▸ Records for this exercise
--------

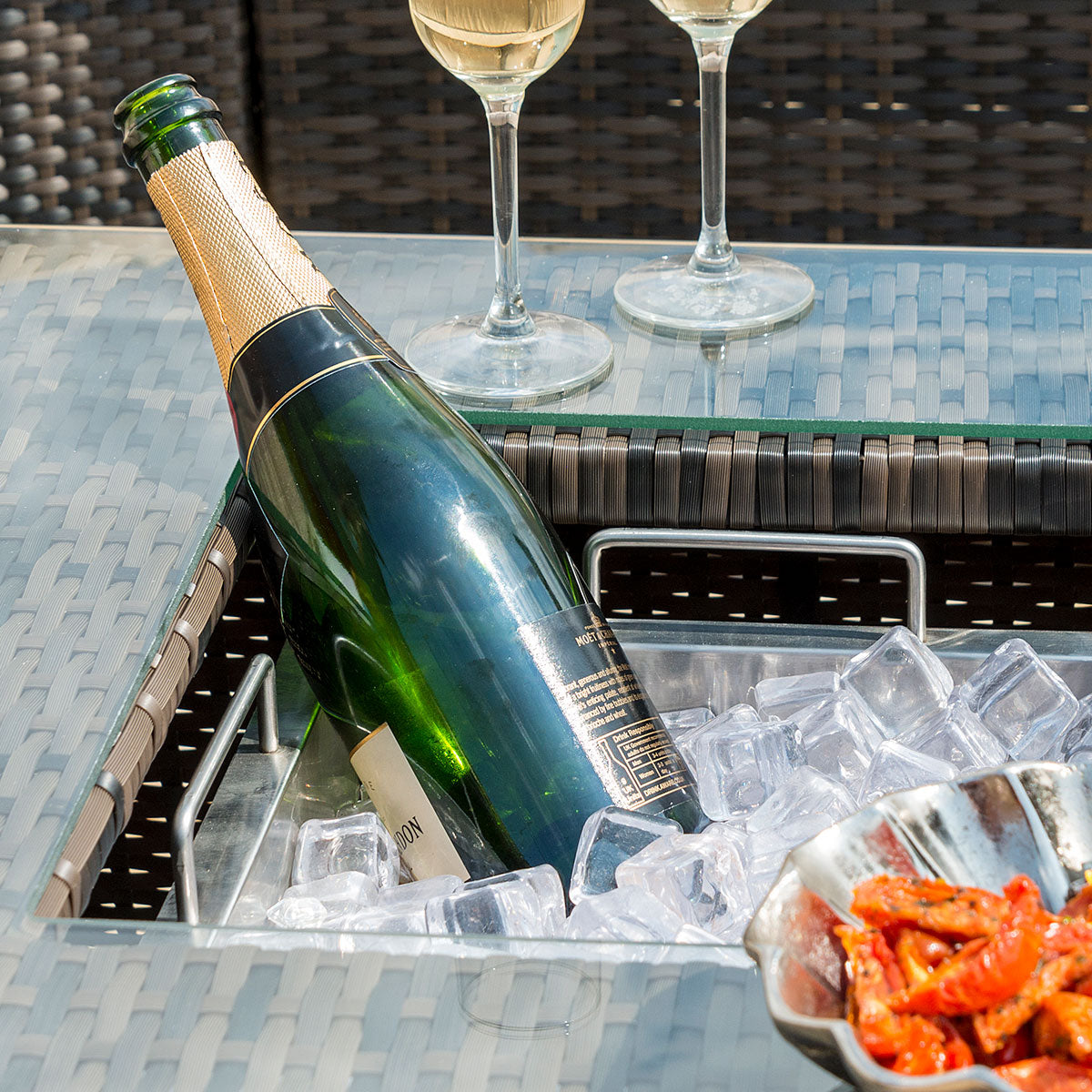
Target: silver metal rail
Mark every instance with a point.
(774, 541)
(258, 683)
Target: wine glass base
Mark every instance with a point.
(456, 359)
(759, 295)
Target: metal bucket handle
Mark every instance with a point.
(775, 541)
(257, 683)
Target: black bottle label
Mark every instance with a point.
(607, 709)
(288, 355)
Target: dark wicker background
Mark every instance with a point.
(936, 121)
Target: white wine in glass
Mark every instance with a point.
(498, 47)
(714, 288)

--------

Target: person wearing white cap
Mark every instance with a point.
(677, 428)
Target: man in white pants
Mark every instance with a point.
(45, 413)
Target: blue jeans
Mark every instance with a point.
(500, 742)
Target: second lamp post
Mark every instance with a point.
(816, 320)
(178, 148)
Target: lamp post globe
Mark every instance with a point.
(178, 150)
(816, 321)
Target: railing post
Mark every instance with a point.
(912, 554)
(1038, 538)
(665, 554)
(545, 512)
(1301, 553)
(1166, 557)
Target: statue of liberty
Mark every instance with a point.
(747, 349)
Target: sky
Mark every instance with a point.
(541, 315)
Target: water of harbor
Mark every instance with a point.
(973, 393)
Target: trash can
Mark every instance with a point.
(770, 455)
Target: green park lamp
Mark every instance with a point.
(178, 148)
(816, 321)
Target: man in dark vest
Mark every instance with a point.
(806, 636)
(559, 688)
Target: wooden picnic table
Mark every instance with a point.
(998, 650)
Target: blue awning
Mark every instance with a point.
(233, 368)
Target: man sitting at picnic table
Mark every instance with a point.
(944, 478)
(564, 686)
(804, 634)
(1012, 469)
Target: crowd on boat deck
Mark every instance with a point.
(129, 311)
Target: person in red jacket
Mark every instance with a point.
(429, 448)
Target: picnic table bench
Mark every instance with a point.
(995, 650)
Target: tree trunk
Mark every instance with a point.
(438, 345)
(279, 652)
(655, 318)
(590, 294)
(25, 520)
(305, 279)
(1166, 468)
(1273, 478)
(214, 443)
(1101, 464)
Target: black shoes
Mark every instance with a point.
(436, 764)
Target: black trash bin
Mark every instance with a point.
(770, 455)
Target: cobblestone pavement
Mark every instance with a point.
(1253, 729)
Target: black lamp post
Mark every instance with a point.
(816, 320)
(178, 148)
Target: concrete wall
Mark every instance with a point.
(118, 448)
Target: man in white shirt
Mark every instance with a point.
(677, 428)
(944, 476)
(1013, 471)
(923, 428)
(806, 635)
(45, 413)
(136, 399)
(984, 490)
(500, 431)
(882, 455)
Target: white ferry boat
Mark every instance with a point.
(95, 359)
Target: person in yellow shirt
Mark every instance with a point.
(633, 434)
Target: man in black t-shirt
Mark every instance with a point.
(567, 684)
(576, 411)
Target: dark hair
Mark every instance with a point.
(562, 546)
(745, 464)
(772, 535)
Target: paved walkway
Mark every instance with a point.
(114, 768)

--------

Could you print, word for word, the lines of the items that start at the line containing "Target: black shoes" and end at the line containing "(1253, 729)", with both of those lines included?

Target: black shoes
Mark every instance with a point.
(436, 764)
Target: black trash bin
Mark every instance with a point.
(770, 455)
Target: cobblestone pavement
Mark every instance with a point.
(1253, 729)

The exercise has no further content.